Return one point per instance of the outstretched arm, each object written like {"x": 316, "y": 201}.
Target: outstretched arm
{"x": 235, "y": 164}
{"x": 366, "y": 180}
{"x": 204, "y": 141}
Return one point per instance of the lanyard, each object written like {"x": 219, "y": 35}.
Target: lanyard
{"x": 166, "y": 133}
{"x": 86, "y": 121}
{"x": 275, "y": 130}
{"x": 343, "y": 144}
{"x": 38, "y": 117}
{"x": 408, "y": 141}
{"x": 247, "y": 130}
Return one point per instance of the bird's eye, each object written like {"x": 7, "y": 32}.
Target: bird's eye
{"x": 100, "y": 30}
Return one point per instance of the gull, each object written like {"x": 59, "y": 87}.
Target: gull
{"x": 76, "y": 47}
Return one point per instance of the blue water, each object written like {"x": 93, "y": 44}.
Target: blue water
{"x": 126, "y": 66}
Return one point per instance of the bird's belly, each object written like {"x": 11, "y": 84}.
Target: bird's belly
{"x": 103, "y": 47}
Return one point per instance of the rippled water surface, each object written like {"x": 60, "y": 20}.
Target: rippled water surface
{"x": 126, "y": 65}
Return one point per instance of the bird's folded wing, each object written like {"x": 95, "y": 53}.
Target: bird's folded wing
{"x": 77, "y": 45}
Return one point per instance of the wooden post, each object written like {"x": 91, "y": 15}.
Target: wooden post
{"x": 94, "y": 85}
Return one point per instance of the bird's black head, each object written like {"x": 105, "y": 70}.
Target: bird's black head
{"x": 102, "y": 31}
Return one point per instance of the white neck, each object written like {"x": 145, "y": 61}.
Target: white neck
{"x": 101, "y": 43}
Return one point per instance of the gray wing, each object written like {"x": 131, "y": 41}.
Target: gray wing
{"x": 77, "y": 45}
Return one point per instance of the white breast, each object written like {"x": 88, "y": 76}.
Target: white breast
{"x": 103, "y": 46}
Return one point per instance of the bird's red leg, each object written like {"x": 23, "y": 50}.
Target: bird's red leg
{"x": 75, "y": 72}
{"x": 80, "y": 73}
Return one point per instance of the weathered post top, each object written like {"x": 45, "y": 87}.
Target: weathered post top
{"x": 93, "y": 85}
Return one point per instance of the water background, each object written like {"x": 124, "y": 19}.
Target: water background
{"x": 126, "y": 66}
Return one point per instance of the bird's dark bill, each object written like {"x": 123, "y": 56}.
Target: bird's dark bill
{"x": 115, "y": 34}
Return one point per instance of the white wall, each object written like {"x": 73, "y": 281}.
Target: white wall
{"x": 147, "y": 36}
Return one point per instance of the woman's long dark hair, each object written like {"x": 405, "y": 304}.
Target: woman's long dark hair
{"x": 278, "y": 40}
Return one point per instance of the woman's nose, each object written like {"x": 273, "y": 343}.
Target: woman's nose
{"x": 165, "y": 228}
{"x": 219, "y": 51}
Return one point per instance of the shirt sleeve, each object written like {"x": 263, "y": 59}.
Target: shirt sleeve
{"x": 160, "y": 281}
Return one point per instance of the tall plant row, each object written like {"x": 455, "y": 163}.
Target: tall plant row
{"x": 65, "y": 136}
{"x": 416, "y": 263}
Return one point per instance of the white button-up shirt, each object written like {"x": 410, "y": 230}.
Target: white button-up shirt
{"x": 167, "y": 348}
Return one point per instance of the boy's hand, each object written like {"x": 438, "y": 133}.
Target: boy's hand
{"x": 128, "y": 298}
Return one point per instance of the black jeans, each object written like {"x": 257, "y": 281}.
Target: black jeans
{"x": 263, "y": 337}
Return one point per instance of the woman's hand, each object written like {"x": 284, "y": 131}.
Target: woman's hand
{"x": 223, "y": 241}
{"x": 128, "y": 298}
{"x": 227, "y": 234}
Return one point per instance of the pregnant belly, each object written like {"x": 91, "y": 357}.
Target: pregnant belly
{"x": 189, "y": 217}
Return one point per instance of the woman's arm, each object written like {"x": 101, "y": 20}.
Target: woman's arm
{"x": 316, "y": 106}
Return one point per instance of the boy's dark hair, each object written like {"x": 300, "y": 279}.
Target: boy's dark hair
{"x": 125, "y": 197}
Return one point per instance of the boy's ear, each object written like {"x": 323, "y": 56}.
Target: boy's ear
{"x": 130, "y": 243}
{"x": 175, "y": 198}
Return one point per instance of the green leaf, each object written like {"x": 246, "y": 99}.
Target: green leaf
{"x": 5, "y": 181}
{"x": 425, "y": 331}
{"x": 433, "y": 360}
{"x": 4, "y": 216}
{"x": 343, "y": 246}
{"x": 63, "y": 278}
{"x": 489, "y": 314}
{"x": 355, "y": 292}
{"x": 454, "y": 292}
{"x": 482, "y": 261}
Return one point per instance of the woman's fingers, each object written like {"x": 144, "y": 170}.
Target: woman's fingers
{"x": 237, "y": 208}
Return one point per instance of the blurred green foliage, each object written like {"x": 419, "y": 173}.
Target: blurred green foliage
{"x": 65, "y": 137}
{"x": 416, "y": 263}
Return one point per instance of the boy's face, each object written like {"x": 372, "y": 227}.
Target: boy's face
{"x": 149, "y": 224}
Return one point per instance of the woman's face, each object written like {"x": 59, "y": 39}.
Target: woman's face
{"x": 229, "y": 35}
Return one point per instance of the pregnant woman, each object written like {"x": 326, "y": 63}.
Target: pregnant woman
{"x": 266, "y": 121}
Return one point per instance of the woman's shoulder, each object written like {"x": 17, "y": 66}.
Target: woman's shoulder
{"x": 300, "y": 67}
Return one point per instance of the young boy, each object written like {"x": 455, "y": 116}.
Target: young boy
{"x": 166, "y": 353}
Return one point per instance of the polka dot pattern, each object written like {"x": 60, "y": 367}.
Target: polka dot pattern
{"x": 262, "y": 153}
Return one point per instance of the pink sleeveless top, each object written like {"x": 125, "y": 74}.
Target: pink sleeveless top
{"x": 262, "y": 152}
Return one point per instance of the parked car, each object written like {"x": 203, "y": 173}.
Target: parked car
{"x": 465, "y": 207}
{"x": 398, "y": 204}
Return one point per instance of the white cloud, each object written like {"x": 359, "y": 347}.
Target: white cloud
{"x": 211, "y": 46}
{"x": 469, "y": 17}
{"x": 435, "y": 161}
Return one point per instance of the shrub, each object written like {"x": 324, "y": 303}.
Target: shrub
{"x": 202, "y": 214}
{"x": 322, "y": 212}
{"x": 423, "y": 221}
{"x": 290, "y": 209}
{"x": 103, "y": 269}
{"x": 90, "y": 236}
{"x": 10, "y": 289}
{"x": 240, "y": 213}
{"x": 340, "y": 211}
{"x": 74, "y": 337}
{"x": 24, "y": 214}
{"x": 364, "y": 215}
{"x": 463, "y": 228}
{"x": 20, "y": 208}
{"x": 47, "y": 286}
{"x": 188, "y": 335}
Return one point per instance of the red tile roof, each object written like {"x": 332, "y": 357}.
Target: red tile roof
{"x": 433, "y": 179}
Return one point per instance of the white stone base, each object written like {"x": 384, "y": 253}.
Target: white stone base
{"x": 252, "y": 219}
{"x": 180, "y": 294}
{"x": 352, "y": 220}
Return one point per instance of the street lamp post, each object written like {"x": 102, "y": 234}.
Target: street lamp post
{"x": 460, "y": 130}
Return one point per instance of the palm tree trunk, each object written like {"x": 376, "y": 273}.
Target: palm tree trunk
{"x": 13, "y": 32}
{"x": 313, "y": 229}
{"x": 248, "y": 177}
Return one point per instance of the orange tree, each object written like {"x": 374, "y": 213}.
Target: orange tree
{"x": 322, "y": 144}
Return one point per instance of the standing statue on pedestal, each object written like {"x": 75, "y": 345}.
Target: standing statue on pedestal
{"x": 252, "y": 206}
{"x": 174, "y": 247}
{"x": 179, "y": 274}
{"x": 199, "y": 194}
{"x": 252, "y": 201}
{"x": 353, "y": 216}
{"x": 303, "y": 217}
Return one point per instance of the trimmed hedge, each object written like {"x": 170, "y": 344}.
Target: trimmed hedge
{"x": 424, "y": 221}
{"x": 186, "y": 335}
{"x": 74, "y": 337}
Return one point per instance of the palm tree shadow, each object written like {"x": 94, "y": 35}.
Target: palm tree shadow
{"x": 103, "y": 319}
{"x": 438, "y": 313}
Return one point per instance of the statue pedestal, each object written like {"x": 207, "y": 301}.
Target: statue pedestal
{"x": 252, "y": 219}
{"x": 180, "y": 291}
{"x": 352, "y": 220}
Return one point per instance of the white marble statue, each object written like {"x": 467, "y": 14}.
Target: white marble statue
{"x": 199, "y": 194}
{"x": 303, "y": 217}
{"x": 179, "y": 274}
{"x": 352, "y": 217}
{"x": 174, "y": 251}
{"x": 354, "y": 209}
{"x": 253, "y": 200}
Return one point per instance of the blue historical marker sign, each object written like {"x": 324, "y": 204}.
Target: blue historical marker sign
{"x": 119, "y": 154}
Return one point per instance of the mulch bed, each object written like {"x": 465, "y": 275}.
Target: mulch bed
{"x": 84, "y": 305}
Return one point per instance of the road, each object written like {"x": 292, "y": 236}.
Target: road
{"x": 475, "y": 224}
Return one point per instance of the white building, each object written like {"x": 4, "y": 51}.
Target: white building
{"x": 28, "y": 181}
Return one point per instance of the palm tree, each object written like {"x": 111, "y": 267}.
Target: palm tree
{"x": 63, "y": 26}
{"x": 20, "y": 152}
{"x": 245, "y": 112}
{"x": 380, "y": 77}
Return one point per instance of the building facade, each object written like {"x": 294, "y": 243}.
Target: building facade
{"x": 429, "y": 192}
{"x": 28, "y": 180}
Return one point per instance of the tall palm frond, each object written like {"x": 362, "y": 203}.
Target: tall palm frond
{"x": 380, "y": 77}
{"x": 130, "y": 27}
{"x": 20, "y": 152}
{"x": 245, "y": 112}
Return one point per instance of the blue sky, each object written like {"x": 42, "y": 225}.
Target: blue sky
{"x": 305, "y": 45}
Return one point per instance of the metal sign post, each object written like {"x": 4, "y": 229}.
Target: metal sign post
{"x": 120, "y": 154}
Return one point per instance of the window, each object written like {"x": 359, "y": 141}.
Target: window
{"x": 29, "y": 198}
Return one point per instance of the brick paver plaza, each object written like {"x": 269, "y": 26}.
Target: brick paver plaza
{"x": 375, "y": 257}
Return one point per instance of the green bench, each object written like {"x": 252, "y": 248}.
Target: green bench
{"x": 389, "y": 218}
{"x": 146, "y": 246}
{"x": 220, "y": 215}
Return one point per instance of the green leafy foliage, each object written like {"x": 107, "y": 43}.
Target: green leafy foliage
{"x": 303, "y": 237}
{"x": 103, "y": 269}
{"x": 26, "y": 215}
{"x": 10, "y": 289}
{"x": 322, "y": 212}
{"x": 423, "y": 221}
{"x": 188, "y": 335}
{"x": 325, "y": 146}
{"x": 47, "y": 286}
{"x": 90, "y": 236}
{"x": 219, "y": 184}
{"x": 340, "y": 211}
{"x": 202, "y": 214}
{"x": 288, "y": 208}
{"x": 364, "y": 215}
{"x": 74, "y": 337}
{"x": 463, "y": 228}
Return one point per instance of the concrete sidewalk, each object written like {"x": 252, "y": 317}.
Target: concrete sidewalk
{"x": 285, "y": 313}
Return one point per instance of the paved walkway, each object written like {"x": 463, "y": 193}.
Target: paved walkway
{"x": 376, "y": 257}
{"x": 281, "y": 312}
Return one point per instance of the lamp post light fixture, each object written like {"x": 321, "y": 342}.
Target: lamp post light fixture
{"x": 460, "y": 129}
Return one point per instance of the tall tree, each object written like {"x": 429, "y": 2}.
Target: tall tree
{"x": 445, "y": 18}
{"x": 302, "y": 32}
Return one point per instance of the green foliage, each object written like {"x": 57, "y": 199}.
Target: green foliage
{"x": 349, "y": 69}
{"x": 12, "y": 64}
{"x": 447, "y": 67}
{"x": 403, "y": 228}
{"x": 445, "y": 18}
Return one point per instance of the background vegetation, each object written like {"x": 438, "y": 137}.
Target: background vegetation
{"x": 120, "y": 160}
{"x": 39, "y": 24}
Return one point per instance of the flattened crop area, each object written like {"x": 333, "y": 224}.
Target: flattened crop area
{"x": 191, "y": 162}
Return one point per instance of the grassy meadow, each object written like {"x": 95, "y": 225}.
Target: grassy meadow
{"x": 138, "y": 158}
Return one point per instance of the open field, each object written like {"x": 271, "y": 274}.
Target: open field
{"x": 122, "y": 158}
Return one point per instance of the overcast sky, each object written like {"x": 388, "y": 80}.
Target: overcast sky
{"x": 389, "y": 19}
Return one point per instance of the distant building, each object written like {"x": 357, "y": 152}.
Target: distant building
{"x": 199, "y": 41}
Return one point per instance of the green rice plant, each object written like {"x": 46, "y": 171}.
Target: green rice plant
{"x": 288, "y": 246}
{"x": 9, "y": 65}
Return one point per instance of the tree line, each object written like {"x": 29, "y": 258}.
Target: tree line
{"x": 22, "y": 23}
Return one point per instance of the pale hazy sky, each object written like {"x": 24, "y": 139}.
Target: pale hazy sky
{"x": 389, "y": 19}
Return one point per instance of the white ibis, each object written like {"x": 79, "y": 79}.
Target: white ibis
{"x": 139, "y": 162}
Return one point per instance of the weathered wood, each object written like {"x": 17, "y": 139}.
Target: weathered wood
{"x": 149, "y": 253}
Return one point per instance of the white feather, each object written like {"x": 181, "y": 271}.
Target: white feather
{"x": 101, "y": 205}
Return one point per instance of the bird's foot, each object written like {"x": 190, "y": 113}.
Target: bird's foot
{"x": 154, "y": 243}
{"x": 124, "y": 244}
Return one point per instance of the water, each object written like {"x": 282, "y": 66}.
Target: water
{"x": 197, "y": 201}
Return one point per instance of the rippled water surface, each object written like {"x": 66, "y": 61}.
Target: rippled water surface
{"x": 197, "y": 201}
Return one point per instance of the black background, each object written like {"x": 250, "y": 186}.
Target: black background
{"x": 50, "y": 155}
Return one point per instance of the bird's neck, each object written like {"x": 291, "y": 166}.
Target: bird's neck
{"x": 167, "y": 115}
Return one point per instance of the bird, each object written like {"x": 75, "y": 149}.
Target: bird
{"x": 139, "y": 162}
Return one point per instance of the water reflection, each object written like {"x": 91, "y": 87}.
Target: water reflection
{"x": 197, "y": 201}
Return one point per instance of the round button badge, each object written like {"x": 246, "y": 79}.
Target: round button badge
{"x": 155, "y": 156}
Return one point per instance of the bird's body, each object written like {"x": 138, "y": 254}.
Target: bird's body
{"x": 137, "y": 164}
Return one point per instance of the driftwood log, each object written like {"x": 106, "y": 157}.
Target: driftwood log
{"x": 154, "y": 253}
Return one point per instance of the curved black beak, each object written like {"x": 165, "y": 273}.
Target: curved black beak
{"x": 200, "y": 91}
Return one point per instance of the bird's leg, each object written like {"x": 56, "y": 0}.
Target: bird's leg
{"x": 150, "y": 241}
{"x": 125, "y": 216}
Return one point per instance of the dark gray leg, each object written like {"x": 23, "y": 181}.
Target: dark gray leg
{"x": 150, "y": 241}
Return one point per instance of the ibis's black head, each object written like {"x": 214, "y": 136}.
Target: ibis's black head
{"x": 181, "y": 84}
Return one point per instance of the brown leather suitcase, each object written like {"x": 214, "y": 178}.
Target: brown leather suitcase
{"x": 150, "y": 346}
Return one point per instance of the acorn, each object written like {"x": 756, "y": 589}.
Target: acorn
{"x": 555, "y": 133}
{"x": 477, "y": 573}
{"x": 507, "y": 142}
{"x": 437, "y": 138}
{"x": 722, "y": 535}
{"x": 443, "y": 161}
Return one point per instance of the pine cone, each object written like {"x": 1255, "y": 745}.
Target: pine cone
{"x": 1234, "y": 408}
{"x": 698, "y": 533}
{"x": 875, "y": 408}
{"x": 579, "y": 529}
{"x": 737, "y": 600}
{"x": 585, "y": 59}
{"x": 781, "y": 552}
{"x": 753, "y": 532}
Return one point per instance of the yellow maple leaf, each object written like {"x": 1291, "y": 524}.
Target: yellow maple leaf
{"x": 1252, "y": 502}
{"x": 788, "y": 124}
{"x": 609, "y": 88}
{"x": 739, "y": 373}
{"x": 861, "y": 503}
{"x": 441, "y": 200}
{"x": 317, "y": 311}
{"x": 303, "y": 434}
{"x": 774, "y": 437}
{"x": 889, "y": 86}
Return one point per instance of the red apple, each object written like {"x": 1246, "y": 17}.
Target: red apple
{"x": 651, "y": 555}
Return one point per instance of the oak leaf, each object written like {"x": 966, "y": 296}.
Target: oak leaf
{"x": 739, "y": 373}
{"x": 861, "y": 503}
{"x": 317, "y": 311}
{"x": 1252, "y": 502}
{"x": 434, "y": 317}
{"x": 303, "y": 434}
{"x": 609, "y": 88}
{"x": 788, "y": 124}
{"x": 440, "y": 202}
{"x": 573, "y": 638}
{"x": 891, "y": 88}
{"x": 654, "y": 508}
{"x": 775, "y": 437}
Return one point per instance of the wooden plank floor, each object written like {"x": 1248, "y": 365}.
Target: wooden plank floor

TASK DIRECTIONS -> The range runs from the line with "Target: white stone base" up to and including the line with "Return one point per instance of the trimmed" in the listing above; please write out exactly those lines and nothing more.

SOLUTION TO THE PROBLEM ->
Target: white stone base
{"x": 252, "y": 219}
{"x": 180, "y": 294}
{"x": 352, "y": 220}
Return one point per instance of the street lamp post, each object written like {"x": 102, "y": 234}.
Target: street lamp post
{"x": 460, "y": 130}
Return one point per instance of the palm tree trunk, each object written like {"x": 376, "y": 273}.
Target: palm tree trunk
{"x": 13, "y": 32}
{"x": 313, "y": 229}
{"x": 248, "y": 177}
Return one point per instance of the orange tree, each object written like {"x": 374, "y": 213}.
Target: orange tree
{"x": 322, "y": 144}
Return one point per instance of the standing statue on pedestal, each object written like {"x": 75, "y": 345}.
Target: standing statue on pedestal
{"x": 252, "y": 206}
{"x": 174, "y": 247}
{"x": 179, "y": 274}
{"x": 199, "y": 194}
{"x": 252, "y": 201}
{"x": 353, "y": 216}
{"x": 303, "y": 217}
Return one point per instance of the trimmed hedge, each object written like {"x": 170, "y": 344}.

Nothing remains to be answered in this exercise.